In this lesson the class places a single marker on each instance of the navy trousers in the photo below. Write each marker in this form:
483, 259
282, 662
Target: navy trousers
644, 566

* **Work order**: Exactly as they appear above, write out all of the lines.

* **Response area**:
In this lesson the class places a single marker on each instance of the navy trousers in the photo below. Write each marker in this form:
483, 259
282, 662
Target: navy trousers
644, 566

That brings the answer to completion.